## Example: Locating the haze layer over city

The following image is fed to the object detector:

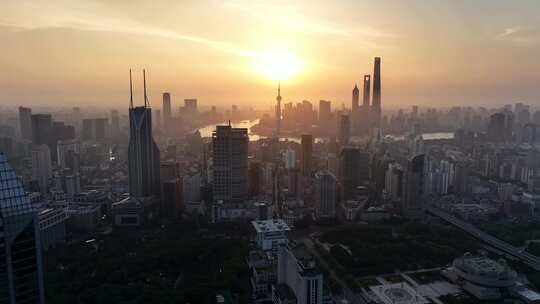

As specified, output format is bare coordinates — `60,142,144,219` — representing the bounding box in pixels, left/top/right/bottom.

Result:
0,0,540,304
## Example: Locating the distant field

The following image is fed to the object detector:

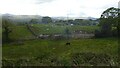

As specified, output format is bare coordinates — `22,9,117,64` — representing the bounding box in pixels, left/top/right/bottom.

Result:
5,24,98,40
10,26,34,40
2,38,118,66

_ _ _

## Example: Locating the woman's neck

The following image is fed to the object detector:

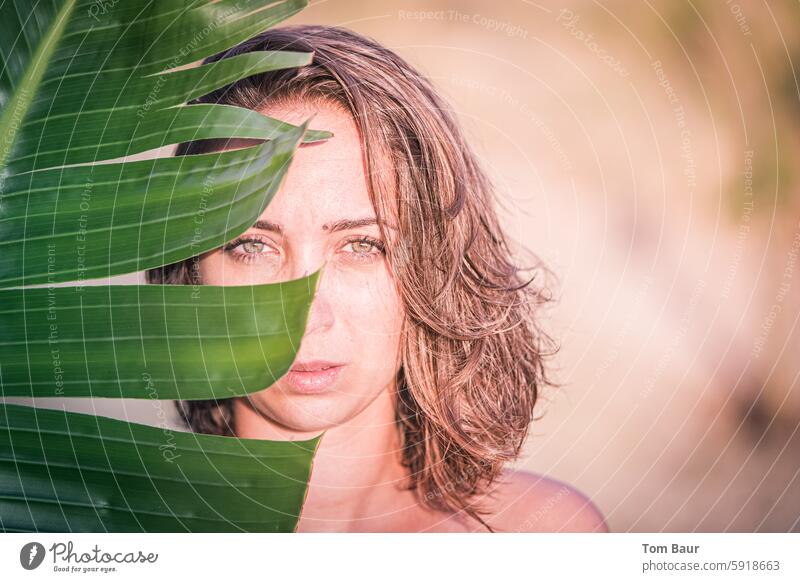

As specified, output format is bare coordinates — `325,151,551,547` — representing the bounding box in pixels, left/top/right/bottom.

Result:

_ _ _

### Exercise brief
Rewrite the lines from the one containing "## Example: Locating the haze layer over city" to the one containing "2,38,118,66", keeping all their wording but scaling each bounding-box coordinate in the results by 0.35 and rounding to whole numbers, with halves going up. Leave the sample coordinates in the format description unchanged, and leave the pictures out.

### The completed task
## Example: Locating the haze layer over city

The following image is fed to the object detector:


As specified, output format is bare coordinates — `60,142,144,219` — representing the bounding box in pixels, left/top/right/bottom.

Result:
0,0,189,106
## Example: Locating the distant field

The following image is fed to the object detector:


As specified, output format is bare coordinates — `22,9,117,64` — representing the bounding box in pixels, left/top/right/bottom.

Result:
2,8,34,14
4,9,12,14
1,13,41,23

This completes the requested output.